━━ Excerpt provided
Becoming A Leader

  • Join a high-growth company. Growth creates VP-level roles and battlefront promotions like mine.
  • Deliver results. I spent nine months helping to sign a long-term exclusive to the Sesame Street brand, then learned to build, ship and market CD-ROM software that delivered substantial revenue.
  • Embody the culture. The behaviors that a company seeks are articulated by who you hire, fire, and promote. Despite my quirkiness, I was “on culture.”
  • Hire and train great people. Not only does a great team help you deliver results, but odds for promotion are higher if someone on your team can replace you.
  • Demonstrate leadership. There are many opportunities to lead even if you are not a formal leader. Before I became VP, I took on ownership of the Sesame Street relationship and provided direction for how a Silicon Valley startup could work effectively with an NYC-based non-profit.

Be The Leader

  • Leadership. I define this as the ability to communicate an inspired vision of the future.
  • Management. Early in a product management career, these are the skills that enable you to build software in concert with engineering, design, data and marketing partners. As you grow into a leadership role, management extends to hiring, firing and developing talent to build a successful organization.
━━━━
━━ Entries supplied
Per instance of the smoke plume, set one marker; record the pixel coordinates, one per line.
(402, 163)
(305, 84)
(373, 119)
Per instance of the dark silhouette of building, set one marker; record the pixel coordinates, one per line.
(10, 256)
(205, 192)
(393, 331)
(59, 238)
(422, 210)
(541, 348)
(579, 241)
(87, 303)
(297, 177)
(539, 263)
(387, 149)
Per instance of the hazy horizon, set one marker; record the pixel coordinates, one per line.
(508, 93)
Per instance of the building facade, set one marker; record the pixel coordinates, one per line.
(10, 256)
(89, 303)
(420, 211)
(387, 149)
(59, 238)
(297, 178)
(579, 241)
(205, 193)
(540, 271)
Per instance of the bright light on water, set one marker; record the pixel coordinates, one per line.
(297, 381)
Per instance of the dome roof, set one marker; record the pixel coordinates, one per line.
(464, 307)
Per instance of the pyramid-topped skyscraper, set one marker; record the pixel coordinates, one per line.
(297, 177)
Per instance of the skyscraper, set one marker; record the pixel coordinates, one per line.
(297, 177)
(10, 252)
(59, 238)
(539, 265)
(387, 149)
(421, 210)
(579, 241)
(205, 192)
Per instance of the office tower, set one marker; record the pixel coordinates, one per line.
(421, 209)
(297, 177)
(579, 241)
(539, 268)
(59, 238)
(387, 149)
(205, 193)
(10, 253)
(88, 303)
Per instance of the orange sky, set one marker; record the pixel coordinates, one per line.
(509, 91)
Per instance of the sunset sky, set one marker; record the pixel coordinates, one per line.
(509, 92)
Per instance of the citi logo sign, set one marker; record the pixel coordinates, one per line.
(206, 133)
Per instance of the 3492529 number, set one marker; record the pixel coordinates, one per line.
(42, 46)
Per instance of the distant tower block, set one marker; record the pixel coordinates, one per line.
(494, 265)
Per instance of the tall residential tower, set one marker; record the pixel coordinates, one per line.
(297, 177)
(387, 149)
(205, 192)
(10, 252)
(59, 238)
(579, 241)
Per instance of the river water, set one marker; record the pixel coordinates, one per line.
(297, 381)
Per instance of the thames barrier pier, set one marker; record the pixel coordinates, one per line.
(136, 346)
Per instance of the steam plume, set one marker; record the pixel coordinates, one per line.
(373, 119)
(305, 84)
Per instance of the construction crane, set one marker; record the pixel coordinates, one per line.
━━━━
- _Exercises to complete_:
- a) Reproduce the stretch of the passage on leadership from "Becoming A Leader" through "can replace you.".
- b) Resume the passage on leadership, picking up after its final sentence.

- _Exercise responses_:
- a)
Becoming A Leader

  • Join a high-growth company. Growth creates VP-level roles and battlefront promotions like mine.
  • Deliver results. I spent nine months helping to sign a long-term exclusive to the Sesame Street brand, then learned to build, ship and market CD-ROM software that delivered substantial revenue.
  • Embody the culture. The behaviors that a company seeks are articulated by who you hire, fire, and promote. Despite my quirkiness, I was “on culture.”
  • Hire and train great people. Not only does a great team help you deliver results, but odds for promotion are higher if someone on your team can replace you.

- b)
  • Strategic Thinking. Over time, you learn to define a product strategy that articulates hypotheses about how you plan to delight customers in hard-to-copy, margin-enhancing ways.
  • Pro-active, results-oriented. As a leader, it’s your job to initiate action and change — you can’t wait until someone tells you what to do.
  • Culture. A distinct, well-articulated culture makes it easy for employees to make decisions without talking to each other. Great leaders understand the importance of culture, work hard to define it, and are role models for desired behavior.
  • Domain expertise. It’s helpful to have experience with both the product category and stage of a company. (I had a little of the former, and none of the latter, but I am thankful that Greg Bestick saw my potential.)
  • Mission, vision, and brand definition. I learned to articulate these in an inspired way that provided a “true north” for the organization.
  • Strategy, tactics, and metrics. I used these tools to translate vision into action. The strategies articulated high-level hypotheses, the tactics were the experiments, and metrics helped measure success along the way.
  • Organizational design. Beyond hiring and developing teams, I learned to experiment with organizational structures to enable highly-aligned, loosely-coupled teams to work together. There is no “right” way to organize a company, so I experimented with different structures every six to twelve months as we grew.
  • Management systems. I relied on weekly one-on-ones, weekly team meetings, monthly strategy meetings (for each product “swim lane”) as well as quarterly product strategy meetings.
  • Ask “What’s best for the company?” As an individual contributor it’s easy to be partisan, fighting for things that benefit you at the cost of others. I learned to focus more broadly on the needs of the company and its customers. An example: At TLC, I advocated for layoffs in the product organization when it became apparent that the team had grown too large.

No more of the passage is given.